# Exercise goal
Below are the records; they must be reproduced verbatim.

# Records shown
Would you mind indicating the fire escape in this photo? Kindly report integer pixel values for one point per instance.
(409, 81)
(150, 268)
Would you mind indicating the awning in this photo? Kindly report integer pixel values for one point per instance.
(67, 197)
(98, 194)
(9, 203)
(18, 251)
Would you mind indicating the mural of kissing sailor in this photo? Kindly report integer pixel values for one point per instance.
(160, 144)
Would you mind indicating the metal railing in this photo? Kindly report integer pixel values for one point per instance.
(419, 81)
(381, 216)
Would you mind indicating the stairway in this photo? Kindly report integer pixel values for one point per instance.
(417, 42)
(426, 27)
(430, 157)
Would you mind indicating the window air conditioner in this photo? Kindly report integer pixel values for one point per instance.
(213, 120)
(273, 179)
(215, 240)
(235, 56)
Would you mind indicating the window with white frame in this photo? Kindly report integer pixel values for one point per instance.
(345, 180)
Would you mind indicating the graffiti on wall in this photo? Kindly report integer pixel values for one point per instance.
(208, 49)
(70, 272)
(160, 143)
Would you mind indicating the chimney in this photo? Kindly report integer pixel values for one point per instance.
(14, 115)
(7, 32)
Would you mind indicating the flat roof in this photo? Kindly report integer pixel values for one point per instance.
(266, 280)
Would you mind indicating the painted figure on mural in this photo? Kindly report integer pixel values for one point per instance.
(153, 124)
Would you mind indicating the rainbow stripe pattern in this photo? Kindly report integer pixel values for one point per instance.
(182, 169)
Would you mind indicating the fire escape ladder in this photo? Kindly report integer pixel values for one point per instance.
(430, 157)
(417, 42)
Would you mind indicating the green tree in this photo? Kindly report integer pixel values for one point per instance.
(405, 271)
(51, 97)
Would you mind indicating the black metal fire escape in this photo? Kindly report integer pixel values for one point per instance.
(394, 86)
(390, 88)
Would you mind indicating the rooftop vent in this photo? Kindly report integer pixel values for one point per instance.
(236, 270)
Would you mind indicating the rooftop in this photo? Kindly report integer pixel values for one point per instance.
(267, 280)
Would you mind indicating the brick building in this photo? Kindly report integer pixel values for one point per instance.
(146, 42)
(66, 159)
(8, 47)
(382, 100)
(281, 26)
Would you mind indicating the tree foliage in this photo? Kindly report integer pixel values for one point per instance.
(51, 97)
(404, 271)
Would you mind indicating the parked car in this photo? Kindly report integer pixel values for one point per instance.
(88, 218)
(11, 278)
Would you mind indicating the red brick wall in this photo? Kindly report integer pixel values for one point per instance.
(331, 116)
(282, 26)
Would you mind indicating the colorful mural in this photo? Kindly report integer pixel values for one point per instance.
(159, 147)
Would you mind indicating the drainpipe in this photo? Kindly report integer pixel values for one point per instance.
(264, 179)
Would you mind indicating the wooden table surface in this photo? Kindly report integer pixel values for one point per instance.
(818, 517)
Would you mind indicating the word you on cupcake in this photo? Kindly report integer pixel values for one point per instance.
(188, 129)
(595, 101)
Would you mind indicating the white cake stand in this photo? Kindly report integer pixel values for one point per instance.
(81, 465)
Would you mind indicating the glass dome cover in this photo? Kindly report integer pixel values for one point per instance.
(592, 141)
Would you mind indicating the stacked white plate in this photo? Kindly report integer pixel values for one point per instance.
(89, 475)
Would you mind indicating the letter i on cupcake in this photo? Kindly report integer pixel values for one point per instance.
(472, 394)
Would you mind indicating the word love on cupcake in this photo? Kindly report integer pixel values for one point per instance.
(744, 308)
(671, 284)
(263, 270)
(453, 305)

# Exercise solution
Would you mind indicating the fire escape in this photo? Kindly report integer pixel values for one point per instance.
(409, 81)
(150, 268)
Would you mind indicating the awning in this photo? Kindly report integer pixel values for one point per instance.
(67, 197)
(98, 194)
(9, 203)
(18, 251)
Would you mind indicating the mural of kissing sailor in this photo? Kindly report integer pixel values for one point per instance.
(160, 144)
Would you mind indicating the metal railing in this photo? Kindly report integer pixel values for one point per instance.
(419, 81)
(381, 216)
Would you mind indicating the stairway in this photo? Kindly report integer pixel values for one point per instance.
(417, 42)
(426, 27)
(430, 157)
Would you mind indicating the window air conditioner in this photo? Kindly report integer pixel values for one point per instance.
(213, 120)
(273, 179)
(215, 240)
(235, 56)
Would you mind indicating the window with white frame in this photo? Kindly report integer pixel values for one point per instance.
(345, 180)
Would you mind indicating the graffiti on wall in this photo? Kindly report integer pixel values for one point per instance.
(208, 49)
(70, 272)
(160, 143)
Would you mind indicating the chimney in this photo? Kindly report integer pixel values for one point per instance.
(14, 115)
(7, 32)
Would you mind indicating the flat roof in this photo? Kindly report integer pixel values for one point per instance.
(266, 280)
Would you mind indicating the painted figure on mural in this photo? Kindly report integer pixel values for one point per instance.
(153, 124)
Would you mind indicating the rainbow stripe pattern in this photo? Kindly report integer pixel values for one point per instance.
(182, 169)
Would you mind indicating the fire escape ladder in this photo? Kindly report integer pixel values for one point per instance.
(430, 157)
(417, 42)
Would you mind indicating the green tree in this photo? Kindly report integer pixel values for one point per instance.
(405, 271)
(51, 97)
Would you mind indicating the black metal fire escape in this photo? Kindly report integer pixel values for one point per instance.
(394, 86)
(390, 88)
Would you mind indicating the rooftop vent in this photo? Kindly report integer pixel values for one point per instance.
(236, 270)
Would you mind indicating the rooftop in this photo? Kindly report integer pixel values for one point per instance.
(267, 280)
Would you mind indicating the brick building in this photo? Kindly report integer pixel values for one point per instance.
(146, 42)
(66, 159)
(8, 47)
(382, 100)
(281, 26)
Would you mind indicating the tree foliage in this photo? Kindly report integer pixel values for one point per instance.
(51, 97)
(404, 271)
Would you mind indicating the parked car in this photo? Kindly report integer pixel values for one point per instance.
(88, 218)
(11, 278)
Would you mind indicating the red brick wall in this photo? Kindly report integer pixel values for one point per instance.
(331, 116)
(282, 26)
Would you mind indicating the colorful mural in this photo? Kindly report integer pixel values for one point per instance.
(159, 147)
Would you mind indicating the drainpipe in this photo? Kindly report integer pixel values for one point per instance.
(264, 179)
Would you mind indicating the wooden table surface in this photo? Kindly report integer pixel values for one point per instance.
(818, 517)
Would you mind indicating the word you on cupcake in this photo? Kindly report integer pixel values for one point per instance.
(188, 129)
(595, 101)
Would you mind indicating the white cake stand in this photo? Kindly report integer pixel values for one point per instance.
(81, 465)
Would you mind indicating the glass dome cover in this photo? Kindly report integer pixel values for one point per instance.
(592, 141)
Would you mind indicating the stacked white plate in this photo? Kindly report integer pixel values for one point per instance.
(89, 475)
Would you mind indicating the letter i on cupcake in this photo? Kindly report integer pixel values for one point per instance.
(472, 394)
Would you mind indicating the word love on cupcake in this photo? Kindly report integer pixel values for one point per instance.
(744, 308)
(671, 284)
(263, 270)
(453, 305)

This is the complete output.